▸ **Direction**:
Which lines in the entries below contain the string "grain"? Extract every one of them in full, treating uppercase and lowercase as different.

▸ **Data shown**:
##########

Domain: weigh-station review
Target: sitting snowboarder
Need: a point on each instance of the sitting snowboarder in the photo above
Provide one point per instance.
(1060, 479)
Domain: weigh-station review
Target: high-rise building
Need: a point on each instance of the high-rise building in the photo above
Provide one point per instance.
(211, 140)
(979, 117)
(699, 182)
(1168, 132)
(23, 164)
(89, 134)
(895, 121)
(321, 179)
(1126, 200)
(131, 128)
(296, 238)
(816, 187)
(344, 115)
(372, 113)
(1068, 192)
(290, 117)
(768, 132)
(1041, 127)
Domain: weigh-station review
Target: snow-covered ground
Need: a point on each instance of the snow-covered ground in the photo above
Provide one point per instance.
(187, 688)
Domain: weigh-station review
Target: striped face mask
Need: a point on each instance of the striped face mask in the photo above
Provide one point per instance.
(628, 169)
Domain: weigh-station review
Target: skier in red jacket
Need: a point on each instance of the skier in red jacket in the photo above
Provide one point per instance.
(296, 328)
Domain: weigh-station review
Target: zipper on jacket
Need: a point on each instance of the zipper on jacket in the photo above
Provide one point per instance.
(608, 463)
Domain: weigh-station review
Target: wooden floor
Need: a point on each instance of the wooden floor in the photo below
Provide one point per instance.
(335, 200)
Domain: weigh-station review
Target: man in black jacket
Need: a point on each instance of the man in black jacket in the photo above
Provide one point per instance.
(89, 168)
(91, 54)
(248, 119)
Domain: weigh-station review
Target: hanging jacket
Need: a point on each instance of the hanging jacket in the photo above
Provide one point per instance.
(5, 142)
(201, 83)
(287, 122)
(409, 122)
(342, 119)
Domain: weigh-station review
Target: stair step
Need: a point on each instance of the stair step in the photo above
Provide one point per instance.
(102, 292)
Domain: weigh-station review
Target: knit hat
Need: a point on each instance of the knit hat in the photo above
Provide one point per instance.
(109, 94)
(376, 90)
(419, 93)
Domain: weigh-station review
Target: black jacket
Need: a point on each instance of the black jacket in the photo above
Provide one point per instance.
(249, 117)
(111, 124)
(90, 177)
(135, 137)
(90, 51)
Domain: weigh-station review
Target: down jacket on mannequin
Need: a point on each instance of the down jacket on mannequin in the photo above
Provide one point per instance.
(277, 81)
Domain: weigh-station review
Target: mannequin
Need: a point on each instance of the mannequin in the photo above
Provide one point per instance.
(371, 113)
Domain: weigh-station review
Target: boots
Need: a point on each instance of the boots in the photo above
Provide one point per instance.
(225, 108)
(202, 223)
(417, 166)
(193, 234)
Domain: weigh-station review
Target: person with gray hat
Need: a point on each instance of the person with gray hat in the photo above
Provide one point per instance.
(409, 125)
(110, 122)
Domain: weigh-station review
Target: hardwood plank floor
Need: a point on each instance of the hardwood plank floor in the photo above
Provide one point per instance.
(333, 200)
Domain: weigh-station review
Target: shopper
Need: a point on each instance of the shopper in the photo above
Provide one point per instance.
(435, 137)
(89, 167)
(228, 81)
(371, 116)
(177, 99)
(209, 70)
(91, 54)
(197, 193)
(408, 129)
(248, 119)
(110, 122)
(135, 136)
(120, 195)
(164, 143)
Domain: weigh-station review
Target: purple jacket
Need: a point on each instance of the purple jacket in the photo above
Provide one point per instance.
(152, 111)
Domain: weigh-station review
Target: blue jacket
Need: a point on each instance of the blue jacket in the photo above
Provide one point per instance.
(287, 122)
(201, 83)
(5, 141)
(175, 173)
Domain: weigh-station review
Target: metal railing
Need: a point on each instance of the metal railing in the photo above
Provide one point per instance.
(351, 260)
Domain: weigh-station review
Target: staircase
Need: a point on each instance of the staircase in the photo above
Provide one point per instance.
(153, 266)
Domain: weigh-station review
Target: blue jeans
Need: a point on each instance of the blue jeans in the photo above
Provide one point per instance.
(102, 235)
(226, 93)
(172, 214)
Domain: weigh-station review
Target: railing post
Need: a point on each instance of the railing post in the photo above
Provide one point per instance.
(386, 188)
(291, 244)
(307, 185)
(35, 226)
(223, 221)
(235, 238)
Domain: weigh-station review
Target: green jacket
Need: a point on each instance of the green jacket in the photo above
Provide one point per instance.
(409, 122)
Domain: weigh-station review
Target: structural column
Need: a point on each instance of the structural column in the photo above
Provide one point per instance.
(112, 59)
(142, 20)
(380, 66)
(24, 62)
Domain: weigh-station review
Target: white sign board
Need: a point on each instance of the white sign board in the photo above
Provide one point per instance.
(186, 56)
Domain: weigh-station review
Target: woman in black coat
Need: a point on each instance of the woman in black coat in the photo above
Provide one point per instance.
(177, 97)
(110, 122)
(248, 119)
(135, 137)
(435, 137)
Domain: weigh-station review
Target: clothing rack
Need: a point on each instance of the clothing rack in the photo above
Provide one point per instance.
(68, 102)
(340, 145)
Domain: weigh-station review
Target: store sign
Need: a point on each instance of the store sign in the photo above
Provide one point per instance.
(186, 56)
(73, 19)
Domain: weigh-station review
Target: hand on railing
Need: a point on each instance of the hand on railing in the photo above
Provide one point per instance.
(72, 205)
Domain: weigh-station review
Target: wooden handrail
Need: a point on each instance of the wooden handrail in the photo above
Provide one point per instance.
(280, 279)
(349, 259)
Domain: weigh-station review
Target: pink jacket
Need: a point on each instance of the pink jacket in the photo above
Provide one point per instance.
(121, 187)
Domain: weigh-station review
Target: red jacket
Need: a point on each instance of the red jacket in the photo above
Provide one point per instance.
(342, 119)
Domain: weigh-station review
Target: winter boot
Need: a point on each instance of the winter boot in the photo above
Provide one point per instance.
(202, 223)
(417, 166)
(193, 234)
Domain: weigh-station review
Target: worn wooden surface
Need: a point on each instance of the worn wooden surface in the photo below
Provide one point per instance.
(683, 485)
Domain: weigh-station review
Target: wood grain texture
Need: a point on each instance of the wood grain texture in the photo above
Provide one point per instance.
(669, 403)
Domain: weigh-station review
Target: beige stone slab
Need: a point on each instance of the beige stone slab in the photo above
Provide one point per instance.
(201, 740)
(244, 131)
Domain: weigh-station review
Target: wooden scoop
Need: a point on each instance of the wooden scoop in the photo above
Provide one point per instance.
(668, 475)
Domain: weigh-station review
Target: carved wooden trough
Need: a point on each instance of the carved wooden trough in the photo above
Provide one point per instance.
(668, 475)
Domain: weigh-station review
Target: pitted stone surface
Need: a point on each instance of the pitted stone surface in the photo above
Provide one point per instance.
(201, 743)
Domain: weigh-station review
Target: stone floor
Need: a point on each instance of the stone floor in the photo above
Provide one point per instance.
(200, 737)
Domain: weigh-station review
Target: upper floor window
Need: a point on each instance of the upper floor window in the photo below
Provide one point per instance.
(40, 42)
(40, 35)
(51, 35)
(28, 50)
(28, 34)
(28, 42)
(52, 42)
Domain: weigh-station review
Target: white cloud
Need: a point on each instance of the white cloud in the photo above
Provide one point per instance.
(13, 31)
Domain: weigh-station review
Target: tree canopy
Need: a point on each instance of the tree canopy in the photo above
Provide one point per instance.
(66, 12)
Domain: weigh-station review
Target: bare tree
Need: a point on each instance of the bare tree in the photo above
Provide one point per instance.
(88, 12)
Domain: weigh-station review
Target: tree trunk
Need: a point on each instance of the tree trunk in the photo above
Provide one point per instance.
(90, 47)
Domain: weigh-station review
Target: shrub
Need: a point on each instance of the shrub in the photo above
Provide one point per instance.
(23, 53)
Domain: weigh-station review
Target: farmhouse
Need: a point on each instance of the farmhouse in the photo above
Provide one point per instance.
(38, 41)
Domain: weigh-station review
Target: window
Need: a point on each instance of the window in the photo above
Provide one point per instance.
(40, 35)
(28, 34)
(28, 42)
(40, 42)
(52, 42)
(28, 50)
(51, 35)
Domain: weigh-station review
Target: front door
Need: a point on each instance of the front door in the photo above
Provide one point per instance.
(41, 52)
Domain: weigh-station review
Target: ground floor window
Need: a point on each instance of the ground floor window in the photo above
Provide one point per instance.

##########

▸ **Solution below**:
Target: wood grain texture
Need: a point on each instance of the wood grain texture in the photo above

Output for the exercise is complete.